Quote the material exactly from the line that contains "Report the location of every instance of the distant person" through its last line. Any pictures are to be left out.
****************************************
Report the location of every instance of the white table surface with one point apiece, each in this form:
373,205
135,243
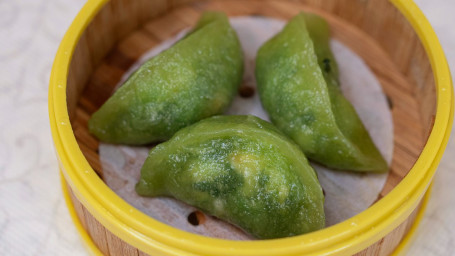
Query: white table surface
33,216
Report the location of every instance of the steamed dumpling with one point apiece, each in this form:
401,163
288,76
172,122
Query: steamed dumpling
297,78
194,79
240,169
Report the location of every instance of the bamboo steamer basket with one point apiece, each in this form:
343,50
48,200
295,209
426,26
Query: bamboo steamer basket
393,38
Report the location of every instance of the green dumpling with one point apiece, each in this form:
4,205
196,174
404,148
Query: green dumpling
194,79
297,79
240,169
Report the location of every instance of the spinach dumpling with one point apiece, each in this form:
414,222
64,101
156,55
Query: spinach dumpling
240,169
194,79
297,78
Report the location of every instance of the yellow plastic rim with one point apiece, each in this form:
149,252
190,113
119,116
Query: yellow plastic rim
94,250
156,238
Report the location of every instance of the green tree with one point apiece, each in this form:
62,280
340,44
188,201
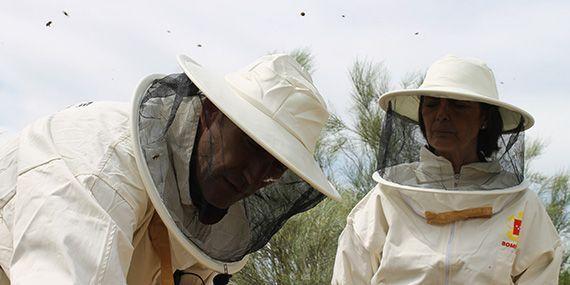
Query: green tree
555,193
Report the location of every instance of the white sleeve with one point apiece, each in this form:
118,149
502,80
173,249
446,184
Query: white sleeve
540,252
62,234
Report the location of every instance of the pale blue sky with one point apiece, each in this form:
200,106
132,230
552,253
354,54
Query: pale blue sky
104,48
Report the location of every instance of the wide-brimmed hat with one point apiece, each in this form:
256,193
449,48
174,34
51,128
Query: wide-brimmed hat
457,78
274,101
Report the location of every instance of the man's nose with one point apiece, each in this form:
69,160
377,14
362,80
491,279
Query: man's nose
259,170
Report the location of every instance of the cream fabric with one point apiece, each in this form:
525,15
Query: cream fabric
73,208
274,101
387,240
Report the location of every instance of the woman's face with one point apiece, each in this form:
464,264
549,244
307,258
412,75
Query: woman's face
452,126
229,164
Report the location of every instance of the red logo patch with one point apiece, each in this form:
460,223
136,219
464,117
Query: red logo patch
509,244
517,227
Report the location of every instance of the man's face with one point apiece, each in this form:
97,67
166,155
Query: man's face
229,164
451,125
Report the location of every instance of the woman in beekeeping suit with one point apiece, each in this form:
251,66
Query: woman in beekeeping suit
198,172
451,205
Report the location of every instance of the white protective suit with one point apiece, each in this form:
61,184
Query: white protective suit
73,208
388,241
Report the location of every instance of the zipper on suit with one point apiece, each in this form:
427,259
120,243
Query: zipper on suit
447,263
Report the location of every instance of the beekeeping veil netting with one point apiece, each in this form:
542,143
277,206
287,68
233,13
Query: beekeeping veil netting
168,121
403,146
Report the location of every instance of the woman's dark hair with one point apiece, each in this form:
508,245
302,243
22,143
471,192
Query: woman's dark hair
487,139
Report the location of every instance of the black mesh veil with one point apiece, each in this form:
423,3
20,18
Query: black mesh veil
168,121
405,157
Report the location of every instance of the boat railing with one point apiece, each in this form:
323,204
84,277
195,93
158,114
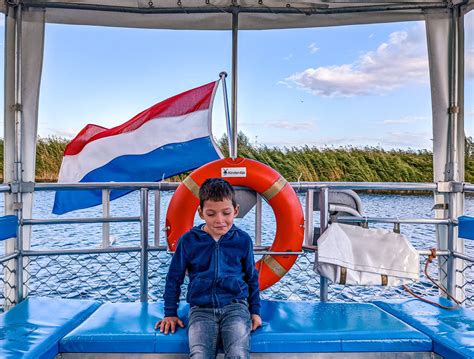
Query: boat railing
131,273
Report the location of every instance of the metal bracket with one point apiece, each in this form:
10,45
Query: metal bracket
453,109
17,107
17,205
22,187
443,206
449,187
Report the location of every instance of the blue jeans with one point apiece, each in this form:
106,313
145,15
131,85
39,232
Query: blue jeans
208,325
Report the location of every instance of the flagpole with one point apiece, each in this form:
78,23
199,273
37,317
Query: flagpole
235,33
223,76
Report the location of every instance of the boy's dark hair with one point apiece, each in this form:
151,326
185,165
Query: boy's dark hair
216,189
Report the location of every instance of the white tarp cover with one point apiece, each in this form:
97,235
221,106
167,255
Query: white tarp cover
254,14
366,255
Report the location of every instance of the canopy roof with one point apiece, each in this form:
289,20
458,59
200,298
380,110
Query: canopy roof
253,14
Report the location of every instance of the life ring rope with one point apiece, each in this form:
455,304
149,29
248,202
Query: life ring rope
275,188
276,267
192,186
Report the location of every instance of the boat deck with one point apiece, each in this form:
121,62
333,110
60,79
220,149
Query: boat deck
46,327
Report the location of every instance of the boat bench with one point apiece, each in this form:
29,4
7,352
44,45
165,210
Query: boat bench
288,327
33,328
452,331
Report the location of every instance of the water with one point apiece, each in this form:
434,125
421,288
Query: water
116,277
127,234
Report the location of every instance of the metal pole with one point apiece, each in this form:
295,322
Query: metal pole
324,221
157,217
144,245
235,33
105,214
308,223
230,137
258,221
18,169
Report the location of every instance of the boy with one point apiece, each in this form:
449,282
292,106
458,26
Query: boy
223,283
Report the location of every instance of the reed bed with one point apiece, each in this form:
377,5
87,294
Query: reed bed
305,163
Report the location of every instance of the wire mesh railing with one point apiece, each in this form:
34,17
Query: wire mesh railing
7,280
115,274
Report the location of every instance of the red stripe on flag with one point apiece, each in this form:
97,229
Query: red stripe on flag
186,102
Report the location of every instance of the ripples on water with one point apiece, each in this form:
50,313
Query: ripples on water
128,234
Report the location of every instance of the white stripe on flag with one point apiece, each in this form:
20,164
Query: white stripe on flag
150,136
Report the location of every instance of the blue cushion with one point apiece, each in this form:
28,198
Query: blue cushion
452,331
8,227
32,329
292,327
288,327
124,328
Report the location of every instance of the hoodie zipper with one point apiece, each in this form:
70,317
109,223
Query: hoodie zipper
216,271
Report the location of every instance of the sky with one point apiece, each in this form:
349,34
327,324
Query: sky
361,85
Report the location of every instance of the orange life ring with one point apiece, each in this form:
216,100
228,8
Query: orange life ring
270,185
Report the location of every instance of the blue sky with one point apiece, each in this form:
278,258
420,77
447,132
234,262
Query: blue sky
341,86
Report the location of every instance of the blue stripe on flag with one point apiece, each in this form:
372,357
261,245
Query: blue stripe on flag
164,162
466,227
8,227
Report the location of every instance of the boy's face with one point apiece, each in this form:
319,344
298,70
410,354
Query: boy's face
219,216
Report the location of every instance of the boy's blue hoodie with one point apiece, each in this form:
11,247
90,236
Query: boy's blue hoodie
219,271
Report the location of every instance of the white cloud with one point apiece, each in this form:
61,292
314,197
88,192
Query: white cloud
405,120
402,59
61,133
313,48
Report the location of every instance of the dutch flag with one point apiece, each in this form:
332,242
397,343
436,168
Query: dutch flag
169,138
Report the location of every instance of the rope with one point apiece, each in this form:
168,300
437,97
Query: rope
444,290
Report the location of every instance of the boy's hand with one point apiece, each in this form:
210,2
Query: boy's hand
256,321
168,323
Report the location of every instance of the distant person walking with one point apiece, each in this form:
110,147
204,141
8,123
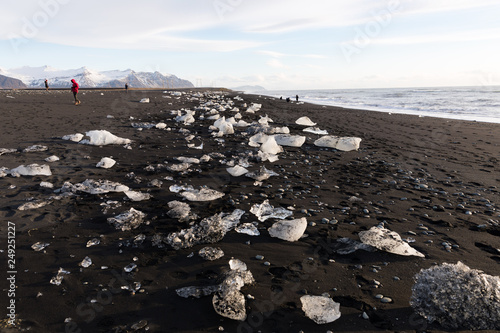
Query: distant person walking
74,89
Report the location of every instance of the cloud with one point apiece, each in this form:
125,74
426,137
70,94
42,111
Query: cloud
276,63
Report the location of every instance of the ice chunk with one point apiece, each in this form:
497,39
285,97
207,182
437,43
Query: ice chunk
228,301
457,297
290,140
340,143
86,262
320,309
387,240
7,150
59,277
237,171
73,137
32,170
254,108
34,204
103,137
315,130
203,194
52,158
305,121
209,230
248,228
266,211
35,148
197,292
137,196
180,210
270,146
211,253
289,230
39,246
106,163
96,186
128,220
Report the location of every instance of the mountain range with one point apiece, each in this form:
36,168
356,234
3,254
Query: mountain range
34,77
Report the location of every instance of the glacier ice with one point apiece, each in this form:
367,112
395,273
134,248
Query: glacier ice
290,140
340,143
128,220
266,211
211,253
77,137
237,171
289,230
305,121
106,163
387,240
102,138
320,309
31,170
457,297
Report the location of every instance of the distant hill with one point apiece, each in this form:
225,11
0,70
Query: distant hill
34,77
11,83
249,88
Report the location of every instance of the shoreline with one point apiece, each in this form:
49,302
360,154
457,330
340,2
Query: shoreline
425,178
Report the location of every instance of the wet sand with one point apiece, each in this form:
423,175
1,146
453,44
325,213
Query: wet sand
431,180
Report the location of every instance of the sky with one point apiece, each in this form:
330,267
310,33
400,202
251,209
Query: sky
277,44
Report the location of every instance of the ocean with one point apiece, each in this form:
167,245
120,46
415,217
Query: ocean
****************************************
Solution:
Report the location of every instance of the distant person walking with one point apiece, each in this form:
110,147
204,141
8,123
Query: distant person walking
74,89
Report the location of every instance of the cloud with one point apiece, each in this form:
125,74
426,137
70,94
42,111
Query: cloud
276,63
Report the location of every instance of the ice chunk with one point apiece, each in this form:
497,39
285,97
207,182
437,43
Query: ice chunk
228,301
457,297
290,140
340,143
86,262
320,309
387,240
7,150
59,277
237,171
73,137
32,170
254,108
34,204
103,137
315,130
203,194
52,158
305,121
209,230
248,228
266,211
35,148
197,292
137,196
180,210
270,146
211,253
289,230
39,246
106,163
96,186
128,220
Report the location of every instance of the mountain range with one point apiece, each in this form:
36,168
356,234
3,254
Query: mountain range
34,77
Report the location of every instance of the glacier ice with one point apiece, each in this form:
367,112
395,273
134,248
Query: glacier ice
290,140
340,143
128,220
266,211
211,253
77,137
237,171
289,230
305,121
106,163
387,240
102,138
320,309
31,170
457,297
Report the location of every instance of the distant hill with one point apiece, each in this form:
225,11
0,70
Query: distant hill
34,77
11,83
249,88
Report the location of every instance of the shoreline with one point apiece, each in this form:
49,302
360,154
457,330
340,2
Query: shoreline
425,178
Report the location of every instance of the wet sand with one point apiece, each in this form:
423,175
1,146
453,44
325,213
Query: wet sand
431,180
Report the location of every instance of the sky with one point apiece, each in this form:
330,267
310,33
400,202
251,209
Query: sky
277,44
Report the location of every instance of the ocean with one point apiece, each in this form:
167,245
120,46
415,217
Query: ocean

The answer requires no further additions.